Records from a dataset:
····················

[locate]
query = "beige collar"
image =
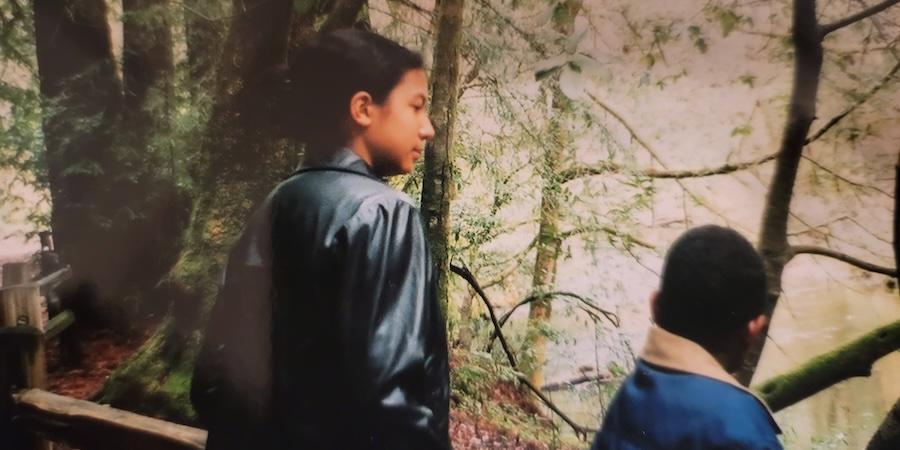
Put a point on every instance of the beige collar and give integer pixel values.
(674, 352)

····················

*PROBLEM DETAILS*:
Rewrite the records above, changing each "beige collar" to "tan collar" and keeping everything else the same. Leave the pictures out.

*ANSWER FOR THE TASK*:
[locate]
query = "tan collar"
image =
Put a point on every instance of the tan collar and give integer pixel values.
(674, 352)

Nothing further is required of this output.